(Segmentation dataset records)
start
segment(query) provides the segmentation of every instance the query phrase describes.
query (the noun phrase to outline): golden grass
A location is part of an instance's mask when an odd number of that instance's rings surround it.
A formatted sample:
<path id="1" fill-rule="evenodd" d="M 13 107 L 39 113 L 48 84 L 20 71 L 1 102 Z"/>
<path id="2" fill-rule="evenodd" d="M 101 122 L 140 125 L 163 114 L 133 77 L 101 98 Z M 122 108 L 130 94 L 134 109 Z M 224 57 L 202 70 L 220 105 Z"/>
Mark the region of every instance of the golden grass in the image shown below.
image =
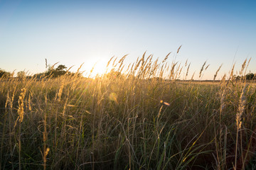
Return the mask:
<path id="1" fill-rule="evenodd" d="M 235 80 L 234 67 L 228 81 L 190 81 L 191 64 L 169 65 L 170 54 L 144 53 L 126 69 L 127 56 L 113 57 L 93 79 L 93 69 L 87 78 L 1 79 L 0 169 L 255 167 L 244 154 L 254 149 L 254 84 Z"/>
end
• Task statement: Without including any pictures, print each record exactly.

• Response:
segment(query) provides the segmentation of every instance the query phrase describes.
query (the noun phrase to outline): golden grass
A location is part of an instance's mask when an odd number of that instance's rings surround it.
A formatted sample:
<path id="1" fill-rule="evenodd" d="M 13 107 L 39 113 L 48 84 L 20 71 L 1 102 Z"/>
<path id="2" fill-rule="evenodd" d="M 101 122 L 140 125 L 163 114 L 133 77 L 101 98 Z M 122 108 L 130 94 L 134 109 Z M 224 57 L 202 70 L 220 105 Z"/>
Mark the region of every instance of the golden grass in the image shown below.
image =
Return the mask:
<path id="1" fill-rule="evenodd" d="M 235 80 L 234 67 L 228 81 L 190 81 L 191 64 L 169 65 L 170 54 L 144 53 L 126 69 L 127 56 L 113 57 L 93 79 L 93 69 L 87 78 L 1 79 L 0 169 L 255 167 L 244 154 L 254 149 L 254 84 Z"/>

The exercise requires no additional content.